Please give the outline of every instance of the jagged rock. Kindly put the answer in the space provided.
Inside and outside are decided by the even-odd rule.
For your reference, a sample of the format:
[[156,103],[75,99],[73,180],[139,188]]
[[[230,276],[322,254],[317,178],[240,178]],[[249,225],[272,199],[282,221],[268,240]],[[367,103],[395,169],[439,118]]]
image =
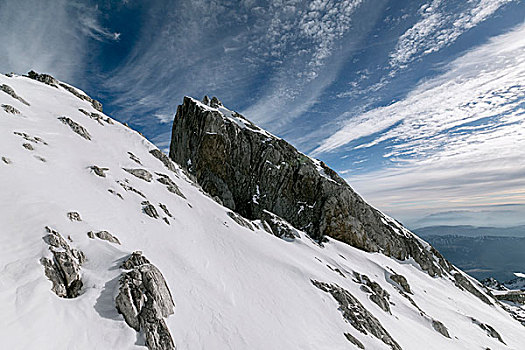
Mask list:
[[134,154],[131,153],[131,152],[128,152],[128,155],[129,155],[129,158],[130,158],[132,161],[134,161],[134,162],[137,163],[137,164],[142,165],[142,163],[140,162],[139,157],[137,157],[136,155],[134,155]]
[[80,112],[82,112],[83,114],[85,114],[86,116],[90,117],[91,119],[94,119],[96,120],[100,125],[104,126],[104,123],[103,122],[106,122],[107,124],[113,124],[113,121],[111,120],[111,118],[104,118],[102,115],[98,114],[98,113],[95,113],[95,112],[88,112],[82,108],[79,108],[78,109]]
[[119,197],[120,199],[124,199],[124,197],[122,197],[122,195],[120,193],[118,193],[117,191],[113,190],[113,189],[108,189],[108,192],[111,193],[111,194],[114,194],[115,196]]
[[146,196],[144,195],[144,193],[140,192],[139,190],[131,187],[130,185],[122,182],[122,181],[117,181],[117,183],[122,186],[123,189],[125,189],[126,191],[131,191],[131,192],[134,192],[136,194],[138,194],[139,196],[141,196],[142,198],[146,198]]
[[64,83],[58,83],[58,84],[61,87],[63,87],[64,89],[66,89],[67,91],[71,92],[73,95],[75,95],[79,99],[84,100],[84,101],[88,101],[89,103],[91,103],[93,108],[95,108],[97,111],[102,112],[102,103],[98,102],[95,99],[92,99],[91,97],[89,97],[87,95],[84,95],[84,94],[80,93],[80,91],[78,91],[77,89],[75,89],[72,86],[69,86],[69,85],[64,84]]
[[82,125],[78,124],[77,122],[71,120],[68,117],[58,117],[58,120],[68,125],[71,128],[71,130],[73,130],[73,132],[75,132],[79,136],[85,138],[86,140],[91,140],[91,135]]
[[159,218],[159,213],[157,213],[157,209],[148,201],[144,201],[142,204],[142,212],[148,216],[151,216],[154,219]]
[[18,109],[16,109],[15,107],[13,106],[10,106],[10,105],[2,105],[2,108],[4,109],[4,111],[6,111],[7,113],[10,113],[10,114],[20,114],[20,111]]
[[397,283],[397,285],[401,287],[405,293],[412,294],[412,291],[410,290],[410,285],[408,284],[408,281],[405,278],[405,276],[393,274],[390,275],[390,279]]
[[474,287],[472,283],[470,283],[470,281],[465,276],[463,276],[461,272],[456,271],[454,273],[454,282],[457,287],[467,290],[468,292],[478,297],[484,303],[492,305],[489,298],[487,298],[485,294],[481,293],[476,287]]
[[83,285],[80,266],[85,261],[84,253],[71,248],[57,231],[47,226],[46,231],[48,234],[43,239],[50,246],[53,261],[43,257],[40,263],[44,266],[47,278],[53,283],[52,290],[59,297],[76,298]]
[[25,132],[19,132],[19,131],[13,131],[13,134],[22,137],[24,140],[33,142],[33,143],[41,143],[47,146],[47,142],[45,142],[42,138],[38,136],[30,136],[26,134]]
[[24,100],[22,97],[18,96],[16,94],[15,90],[13,90],[13,88],[10,87],[9,85],[2,84],[2,86],[0,86],[0,90],[5,92],[6,94],[11,96],[12,98],[17,99],[18,101],[22,102],[26,106],[29,106],[29,103],[26,100]]
[[237,224],[239,224],[240,226],[242,227],[246,227],[247,229],[250,229],[253,231],[253,226],[252,224],[250,224],[245,218],[243,218],[242,216],[240,216],[239,214],[236,214],[234,212],[227,212],[226,214],[228,214],[228,216],[233,220],[235,221]]
[[163,185],[166,185],[166,188],[168,191],[175,193],[176,195],[186,199],[186,196],[180,191],[179,186],[175,182],[173,182],[172,179],[168,175],[161,174],[161,173],[155,173],[159,176],[157,178],[157,181],[160,182]]
[[361,343],[356,337],[354,337],[352,334],[350,333],[344,333],[345,335],[345,338],[352,344],[354,344],[355,346],[357,346],[359,349],[364,349],[365,346],[363,345],[363,343]]
[[80,214],[76,211],[70,211],[69,213],[67,213],[67,217],[71,221],[82,221]]
[[481,280],[481,284],[484,287],[487,287],[489,289],[500,290],[500,291],[508,290],[507,287],[505,287],[503,284],[501,284],[497,279],[493,277],[489,277],[489,278],[485,278],[484,280]]
[[219,107],[222,107],[222,102],[219,101],[219,99],[218,99],[217,97],[213,96],[213,97],[211,98],[211,101],[210,101],[210,103],[209,103],[209,106],[210,106],[211,108],[219,108]]
[[27,73],[27,76],[33,80],[37,80],[44,84],[54,86],[58,89],[58,80],[56,80],[49,74],[38,74],[35,71],[30,71],[29,73]]
[[7,158],[7,157],[2,157],[2,161],[6,164],[11,164],[11,159]]
[[204,97],[202,98],[201,102],[204,103],[206,106],[209,106],[210,105],[210,98],[208,97],[208,95],[204,95]]
[[487,335],[492,338],[498,339],[501,343],[505,344],[503,339],[501,338],[501,335],[490,325],[486,323],[482,323],[478,320],[476,320],[474,317],[470,318],[472,320],[472,323],[478,325],[481,329],[483,329],[485,332],[487,332]]
[[354,271],[354,277],[357,283],[361,283],[367,287],[362,289],[370,294],[370,300],[377,304],[383,311],[390,313],[390,294],[388,294],[379,283],[370,280],[366,275],[361,275]]
[[134,252],[121,266],[119,294],[115,299],[118,312],[137,332],[144,332],[150,350],[175,349],[164,317],[173,313],[171,292],[156,266],[140,252]]
[[36,159],[38,159],[39,161],[41,161],[42,163],[47,162],[47,160],[46,160],[44,157],[40,157],[40,156],[37,156],[37,155],[35,155],[34,157],[35,157]]
[[261,219],[270,226],[272,233],[279,238],[287,240],[300,238],[299,233],[292,225],[267,210],[262,212]]
[[163,211],[166,215],[168,215],[170,218],[173,217],[173,215],[171,215],[171,213],[170,213],[170,211],[168,210],[168,207],[167,207],[166,205],[164,205],[164,204],[162,204],[162,203],[159,203],[159,207],[160,207],[160,209],[162,209],[162,211]]
[[24,146],[25,149],[30,150],[30,151],[35,150],[30,143],[23,143],[22,146]]
[[153,175],[146,169],[128,169],[128,168],[122,168],[131,175],[138,177],[139,179],[142,179],[147,182],[151,182],[151,179],[153,178]]
[[160,150],[156,148],[149,151],[149,153],[153,157],[160,160],[164,164],[164,166],[168,168],[170,171],[177,173],[177,168],[175,168],[175,165],[173,164],[172,160],[167,155],[165,155],[164,153],[162,153]]
[[390,336],[379,320],[374,317],[350,292],[335,284],[312,280],[314,286],[330,293],[339,303],[343,317],[359,332],[372,334],[393,350],[401,350],[399,344]]
[[100,177],[106,177],[104,172],[109,170],[109,168],[100,168],[96,165],[90,166],[89,169],[93,170],[93,172]]
[[448,334],[448,329],[443,323],[437,320],[432,320],[432,328],[434,328],[436,332],[440,333],[444,337],[450,338],[450,335]]
[[100,239],[102,239],[104,241],[108,241],[110,243],[120,244],[120,241],[118,240],[118,238],[113,236],[108,231],[99,231],[99,232],[89,231],[87,233],[87,235],[88,235],[89,238],[92,238],[92,239],[94,239],[95,237],[98,237],[98,238],[100,238]]
[[239,114],[185,97],[173,123],[170,158],[211,197],[249,220],[266,210],[318,241],[330,236],[399,260],[412,257],[431,276],[449,268],[437,251],[368,205],[324,163]]

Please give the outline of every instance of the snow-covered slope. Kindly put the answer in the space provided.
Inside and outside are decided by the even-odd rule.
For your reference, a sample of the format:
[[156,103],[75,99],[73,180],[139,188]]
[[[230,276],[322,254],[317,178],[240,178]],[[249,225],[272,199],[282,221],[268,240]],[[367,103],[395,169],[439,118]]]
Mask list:
[[[280,239],[168,169],[153,144],[90,101],[27,77],[0,75],[3,84],[21,98],[0,91],[15,109],[0,109],[3,349],[144,348],[115,308],[119,266],[136,250],[171,291],[165,322],[178,349],[523,349],[525,328],[492,297],[486,304],[411,260],[321,246],[299,231]],[[75,298],[53,293],[44,273],[46,226],[85,255]]]

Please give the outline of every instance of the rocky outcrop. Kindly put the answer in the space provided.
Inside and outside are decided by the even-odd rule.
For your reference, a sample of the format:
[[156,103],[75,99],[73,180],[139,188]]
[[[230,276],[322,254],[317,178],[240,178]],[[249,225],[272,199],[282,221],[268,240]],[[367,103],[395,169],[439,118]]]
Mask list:
[[18,96],[15,92],[15,90],[10,87],[9,85],[6,85],[6,84],[2,84],[0,86],[0,91],[3,91],[5,92],[6,94],[8,94],[9,96],[11,96],[12,98],[22,102],[23,104],[25,104],[26,106],[29,106],[29,103],[24,100],[22,97]]
[[394,281],[405,293],[412,294],[410,285],[408,284],[407,279],[403,275],[393,274],[390,275],[390,279]]
[[323,162],[221,106],[216,99],[203,103],[185,97],[170,146],[170,158],[210,196],[250,220],[273,213],[318,241],[330,236],[399,260],[412,257],[431,276],[450,267]]
[[70,211],[67,213],[67,218],[71,221],[82,221],[80,214],[76,211]]
[[7,157],[2,157],[2,162],[4,162],[5,164],[11,164],[11,159],[7,158]]
[[162,162],[162,164],[164,164],[164,166],[166,168],[168,168],[170,171],[173,171],[174,173],[177,173],[177,168],[175,168],[175,165],[173,164],[173,162],[171,161],[171,159],[165,155],[164,153],[162,153],[159,149],[152,149],[151,151],[149,151],[149,153],[157,158],[158,160],[160,160]]
[[140,161],[140,158],[137,157],[136,155],[134,155],[133,153],[128,152],[128,156],[129,156],[129,159],[131,159],[135,163],[142,165],[142,162]]
[[89,169],[93,170],[93,172],[100,177],[106,177],[106,171],[109,170],[109,168],[101,168],[96,165],[92,165],[89,167]]
[[440,333],[442,336],[450,338],[450,335],[448,334],[448,329],[443,323],[437,320],[432,320],[432,328],[434,328],[434,330]]
[[108,231],[98,231],[98,232],[89,231],[87,235],[91,239],[94,239],[95,237],[97,237],[101,240],[108,241],[110,243],[120,244],[120,241],[118,240],[118,238],[113,236]]
[[22,146],[28,151],[34,151],[35,148],[30,143],[23,143]]
[[465,276],[463,276],[461,272],[454,271],[453,275],[454,275],[454,283],[456,284],[458,288],[465,289],[468,292],[475,295],[476,297],[478,297],[485,304],[492,305],[489,298],[485,294],[483,294],[479,289],[474,287],[474,285],[470,283],[470,281]]
[[384,290],[379,283],[370,280],[368,276],[354,271],[355,281],[362,284],[361,290],[368,293],[372,300],[383,311],[390,313],[390,294]]
[[128,168],[122,168],[124,171],[130,173],[131,175],[138,177],[139,179],[142,179],[146,182],[151,182],[151,179],[153,179],[153,175],[146,169],[128,169]]
[[125,180],[125,182],[117,181],[117,183],[118,183],[123,189],[125,189],[126,191],[136,193],[136,194],[138,194],[139,196],[141,196],[142,198],[146,198],[146,196],[144,195],[144,193],[142,193],[142,192],[140,192],[139,190],[137,190],[136,188],[130,186],[127,182],[128,182],[127,179]]
[[20,111],[11,105],[2,105],[2,108],[4,111],[6,111],[6,113],[14,115],[20,114]]
[[173,298],[159,269],[134,252],[121,265],[128,270],[120,278],[116,308],[137,332],[143,332],[150,350],[172,350],[175,344],[165,317],[173,314]]
[[379,320],[375,318],[357,298],[350,294],[350,292],[335,284],[314,280],[312,280],[312,283],[317,288],[332,295],[339,303],[339,310],[343,314],[343,317],[355,329],[363,334],[372,334],[393,350],[401,350],[399,344],[390,336]]
[[102,115],[98,114],[98,113],[95,113],[95,112],[88,112],[82,108],[79,108],[78,109],[79,112],[82,112],[84,115],[90,117],[91,119],[94,119],[95,121],[97,121],[100,125],[104,126],[104,122],[106,124],[113,124],[113,121],[111,120],[111,118],[104,118]]
[[73,121],[71,118],[68,117],[58,117],[58,120],[60,120],[62,123],[66,124],[73,130],[74,133],[78,134],[79,136],[85,138],[86,140],[91,140],[91,135],[87,131],[86,128],[84,128],[82,125],[78,124],[77,122]]
[[152,217],[153,219],[159,218],[159,213],[157,212],[157,209],[155,209],[155,206],[153,206],[153,204],[151,204],[148,201],[143,201],[141,204],[142,204],[142,212],[144,214]]
[[27,73],[27,77],[39,81],[41,83],[56,87],[58,89],[58,80],[56,80],[49,74],[38,74],[37,72],[32,70],[29,73]]
[[181,192],[181,190],[179,189],[179,186],[177,186],[177,184],[173,182],[173,180],[168,175],[161,174],[161,173],[155,173],[155,174],[158,176],[157,181],[165,185],[168,191],[170,191],[171,193],[175,193],[176,195],[186,199],[186,196]]
[[[45,75],[45,74],[41,74],[41,75]],[[79,90],[77,90],[74,87],[69,86],[67,84],[58,83],[58,85],[60,85],[61,87],[63,87],[67,91],[71,92],[73,95],[75,95],[79,99],[84,100],[84,101],[88,101],[89,103],[91,103],[91,106],[93,106],[93,108],[95,108],[99,112],[102,112],[102,103],[100,103],[99,101],[97,101],[95,99],[92,99],[88,95],[85,95],[85,94],[81,93]]]
[[498,339],[501,343],[505,344],[503,339],[501,338],[501,335],[491,326],[486,323],[482,323],[478,320],[476,320],[474,317],[471,318],[472,323],[478,325],[481,329],[483,329],[485,332],[487,332],[487,335],[492,338]]
[[496,294],[496,299],[525,305],[525,292],[513,290],[507,293]]
[[41,143],[43,145],[47,146],[47,142],[45,142],[41,137],[38,136],[31,136],[26,134],[25,132],[19,132],[19,131],[13,131],[13,134],[20,136],[26,141],[32,142],[32,143]]
[[82,251],[71,248],[60,233],[46,227],[44,241],[49,245],[53,259],[43,257],[40,263],[53,283],[52,291],[61,298],[76,298],[82,288],[80,266],[85,261]]

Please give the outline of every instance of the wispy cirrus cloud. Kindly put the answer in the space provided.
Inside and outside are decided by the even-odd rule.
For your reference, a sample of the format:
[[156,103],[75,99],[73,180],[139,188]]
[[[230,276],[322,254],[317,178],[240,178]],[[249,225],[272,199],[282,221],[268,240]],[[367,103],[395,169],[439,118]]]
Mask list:
[[0,69],[30,69],[74,81],[85,74],[89,40],[116,40],[98,8],[76,0],[0,2]]
[[[384,210],[523,204],[525,25],[495,37],[404,100],[350,120],[318,153],[383,147],[386,166],[350,183]],[[359,139],[371,136],[359,144]]]
[[394,51],[390,54],[390,68],[394,70],[403,68],[422,56],[452,44],[464,32],[512,1],[472,0],[451,3],[445,0],[432,0],[424,4],[418,11],[419,21],[400,36]]

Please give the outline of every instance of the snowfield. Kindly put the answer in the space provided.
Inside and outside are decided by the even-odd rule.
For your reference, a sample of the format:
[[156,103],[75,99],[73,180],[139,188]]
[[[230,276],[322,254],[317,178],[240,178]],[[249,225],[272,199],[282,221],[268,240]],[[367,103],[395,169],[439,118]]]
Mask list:
[[[137,250],[159,268],[171,290],[175,309],[165,321],[178,349],[357,349],[345,333],[365,349],[391,348],[354,328],[336,299],[312,281],[348,291],[402,349],[525,349],[525,327],[493,298],[488,305],[450,277],[430,277],[410,260],[332,239],[321,246],[301,232],[283,240],[257,222],[254,230],[241,226],[179,166],[173,172],[150,154],[156,149],[152,143],[108,122],[88,101],[22,76],[0,75],[2,84],[29,104],[0,91],[0,104],[20,112],[0,109],[2,349],[145,349],[143,336],[115,308],[119,265]],[[59,117],[85,128],[90,140]],[[92,166],[107,168],[105,177]],[[152,179],[124,168],[145,169]],[[159,182],[162,175],[183,196]],[[145,201],[158,218],[144,212]],[[78,212],[82,221],[70,220],[69,212]],[[76,298],[59,298],[44,274],[40,259],[51,257],[43,240],[46,226],[86,256]],[[102,230],[121,244],[87,235]],[[371,300],[356,272],[389,294],[390,312]],[[394,273],[408,281],[413,303],[390,279]],[[490,325],[504,343],[472,318]]]

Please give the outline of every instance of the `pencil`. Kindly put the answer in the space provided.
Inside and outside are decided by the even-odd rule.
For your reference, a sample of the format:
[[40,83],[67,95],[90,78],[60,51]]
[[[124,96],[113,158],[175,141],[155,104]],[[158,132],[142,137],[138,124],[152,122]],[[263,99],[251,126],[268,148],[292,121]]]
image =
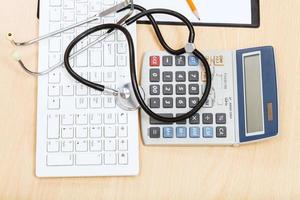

---------------

[Your assignment]:
Each line in the records above with "answer" must be returned.

[Finished exercise]:
Please give the outline of every instance of the jagged rock. Kindly put the answer in the space provided.
Please give the outline of every instance of the snow-covered slope. Kindly put the answer in the space provided.
Please give the outline of every instance of the rocky outcrop. Kindly put the answer in the space provided.
Please give the outline of every instance of the wispy cirrus cloud. Kindly put the answer in the space provided.
Please give the outline of every instance of the snowfield. Kindly put the answer in the space provided.
Please give the outline of every instance of the `pencil`. Kindly put the answer in the space provided.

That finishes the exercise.